What commonly goes wrong?

Fundamentally, SaaS providers have made a bet that their solution will work for a broad spectrum of a specific market and that customizations will be brief and superficial. Unfortunately as the role of these applications becomes more core to enterprise organizations, the critical customizations required are much more than simple bullet points on a project plan template.

In many cases clients are trusting that the solution provider will come to understand their business and have the time and expertise to make the "out of the box" solution fit their business needs. This expectation can be costly to the client, since solution customizations are not commonly core to a SaaS company's business model.

To resolve this issue it is important that the client project leads:
  • Thoroughly review the “out of the box” functionality the SaaS solution contains
  • Identify gaps that will need to be met with vendor or client hosted customizations
  • Thoroughly describe the details of these requirements prior to project start
Once this is completed, the vendor can be held accountable to meeting the requirements outlined by the client, according to a mutually agreed upon time frame.

EXCERPTED RECORDS -
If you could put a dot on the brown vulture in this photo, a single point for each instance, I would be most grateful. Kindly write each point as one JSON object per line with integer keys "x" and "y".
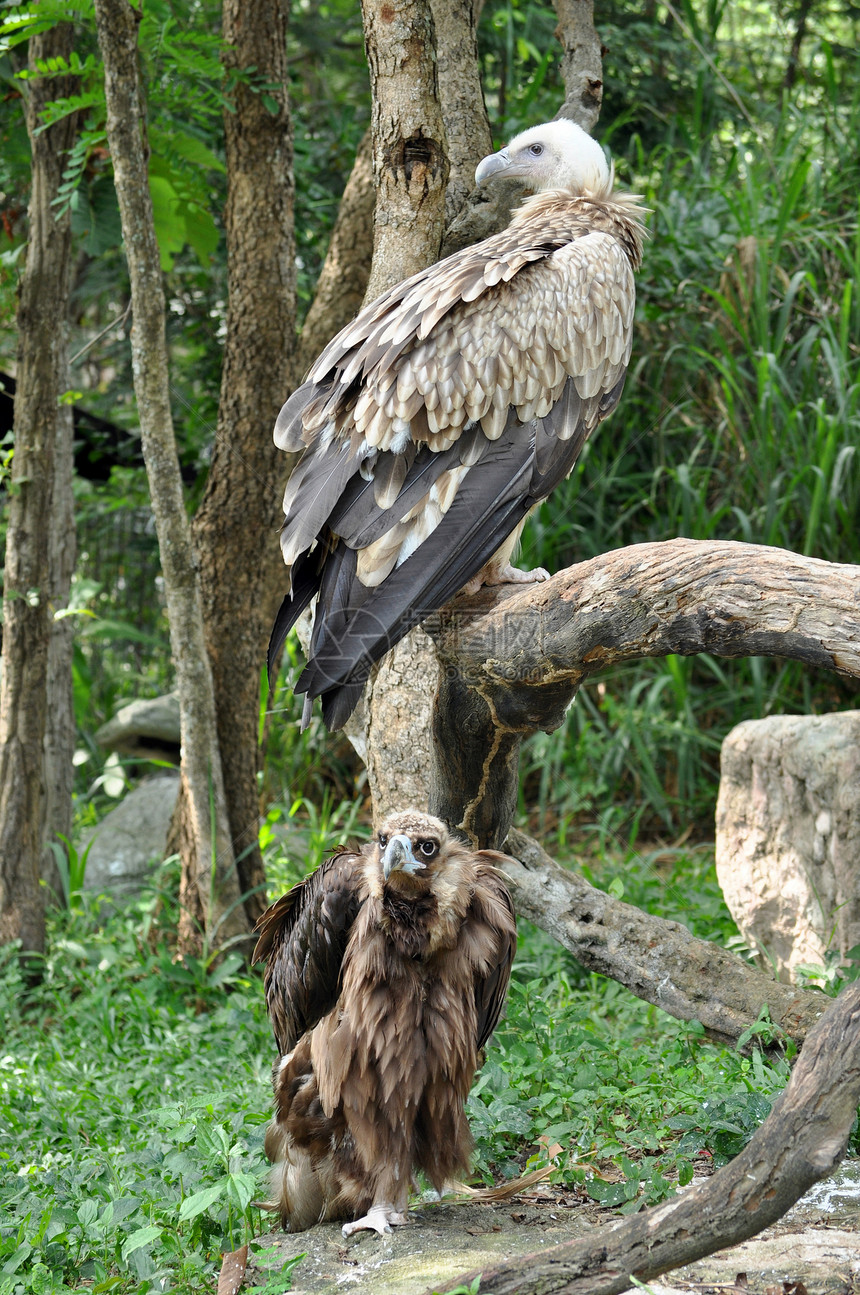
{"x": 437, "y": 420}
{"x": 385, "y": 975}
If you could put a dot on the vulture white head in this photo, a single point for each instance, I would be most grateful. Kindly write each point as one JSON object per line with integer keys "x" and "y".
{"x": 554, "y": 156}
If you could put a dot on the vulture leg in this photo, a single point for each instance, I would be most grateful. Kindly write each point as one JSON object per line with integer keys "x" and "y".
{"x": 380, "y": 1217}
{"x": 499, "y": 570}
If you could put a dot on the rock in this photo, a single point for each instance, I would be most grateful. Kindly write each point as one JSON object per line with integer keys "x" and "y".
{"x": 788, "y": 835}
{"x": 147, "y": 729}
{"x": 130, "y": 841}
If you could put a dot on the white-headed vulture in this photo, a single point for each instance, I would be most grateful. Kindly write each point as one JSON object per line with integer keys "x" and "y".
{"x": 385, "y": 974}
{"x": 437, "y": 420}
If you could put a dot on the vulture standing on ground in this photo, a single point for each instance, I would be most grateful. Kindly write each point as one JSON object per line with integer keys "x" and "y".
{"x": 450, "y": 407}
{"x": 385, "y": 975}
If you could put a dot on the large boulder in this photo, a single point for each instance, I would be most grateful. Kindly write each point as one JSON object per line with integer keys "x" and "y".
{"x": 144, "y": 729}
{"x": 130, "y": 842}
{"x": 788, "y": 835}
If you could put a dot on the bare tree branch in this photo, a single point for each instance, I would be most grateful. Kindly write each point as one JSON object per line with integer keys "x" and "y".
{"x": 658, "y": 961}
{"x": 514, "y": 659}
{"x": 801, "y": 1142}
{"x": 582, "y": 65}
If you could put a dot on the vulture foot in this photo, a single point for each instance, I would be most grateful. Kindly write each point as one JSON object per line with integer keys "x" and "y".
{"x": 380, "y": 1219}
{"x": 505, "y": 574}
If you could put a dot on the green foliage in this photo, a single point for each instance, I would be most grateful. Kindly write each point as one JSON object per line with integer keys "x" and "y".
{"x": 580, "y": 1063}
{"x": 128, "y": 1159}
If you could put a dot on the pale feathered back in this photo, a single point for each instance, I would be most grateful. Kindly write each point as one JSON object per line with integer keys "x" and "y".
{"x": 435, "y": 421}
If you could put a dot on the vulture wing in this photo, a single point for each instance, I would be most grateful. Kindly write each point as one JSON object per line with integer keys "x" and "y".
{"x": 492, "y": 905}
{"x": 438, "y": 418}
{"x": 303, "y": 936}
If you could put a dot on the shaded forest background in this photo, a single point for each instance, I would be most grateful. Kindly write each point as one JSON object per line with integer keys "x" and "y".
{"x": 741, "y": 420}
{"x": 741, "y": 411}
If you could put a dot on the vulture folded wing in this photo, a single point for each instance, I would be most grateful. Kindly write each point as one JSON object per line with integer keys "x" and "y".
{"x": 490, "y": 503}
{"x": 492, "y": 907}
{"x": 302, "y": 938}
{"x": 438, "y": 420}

...

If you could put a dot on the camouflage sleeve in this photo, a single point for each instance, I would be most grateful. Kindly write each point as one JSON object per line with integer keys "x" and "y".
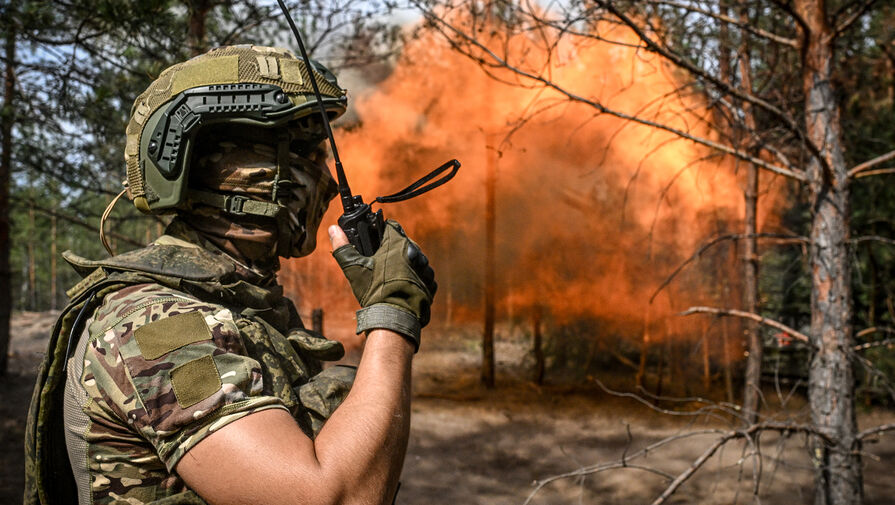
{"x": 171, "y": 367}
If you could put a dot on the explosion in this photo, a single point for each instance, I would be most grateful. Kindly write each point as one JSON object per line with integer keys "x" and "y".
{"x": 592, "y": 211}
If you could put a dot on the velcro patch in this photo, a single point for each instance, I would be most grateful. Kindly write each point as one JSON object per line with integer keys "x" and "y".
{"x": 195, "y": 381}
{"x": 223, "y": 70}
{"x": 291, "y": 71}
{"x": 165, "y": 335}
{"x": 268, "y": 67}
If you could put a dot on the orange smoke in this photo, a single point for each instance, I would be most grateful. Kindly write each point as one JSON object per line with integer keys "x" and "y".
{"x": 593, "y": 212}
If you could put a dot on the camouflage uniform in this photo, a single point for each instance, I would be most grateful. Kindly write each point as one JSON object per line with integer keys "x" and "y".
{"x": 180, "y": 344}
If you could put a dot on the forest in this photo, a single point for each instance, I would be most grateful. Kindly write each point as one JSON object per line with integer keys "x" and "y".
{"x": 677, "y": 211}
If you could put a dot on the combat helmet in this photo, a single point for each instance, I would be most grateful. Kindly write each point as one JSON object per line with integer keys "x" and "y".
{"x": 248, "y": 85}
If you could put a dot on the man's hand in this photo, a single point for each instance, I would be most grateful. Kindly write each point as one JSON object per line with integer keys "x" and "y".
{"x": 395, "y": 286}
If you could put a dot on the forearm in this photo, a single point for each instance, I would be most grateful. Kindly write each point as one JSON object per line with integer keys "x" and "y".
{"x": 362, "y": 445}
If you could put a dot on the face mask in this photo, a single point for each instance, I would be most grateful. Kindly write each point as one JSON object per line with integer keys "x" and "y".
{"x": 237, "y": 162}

ASSIGNMENT - How would you sum up the passage on SaaS customization in exactly two sentences? The items have no connection to the passage on SaaS customization and stand as separate material.

ANSWER FOR THIS EXERCISE - SaaS providers bet that their solution will fit a broad market with only brief, superficial customizations, but as these applications become more core to enterprises, the required customizations grow, and clients who trust the provider to make the "out of the box" solution fit can face costly results because customization is not commonly core to a SaaS company's business model. To resolve this, client project leads should thoroughly review the out-of-the-box functionality, identify gaps needing customization, and describe those requirements in detail before the project starts, so the vendor can be held accountable to a mutually agreed time frame.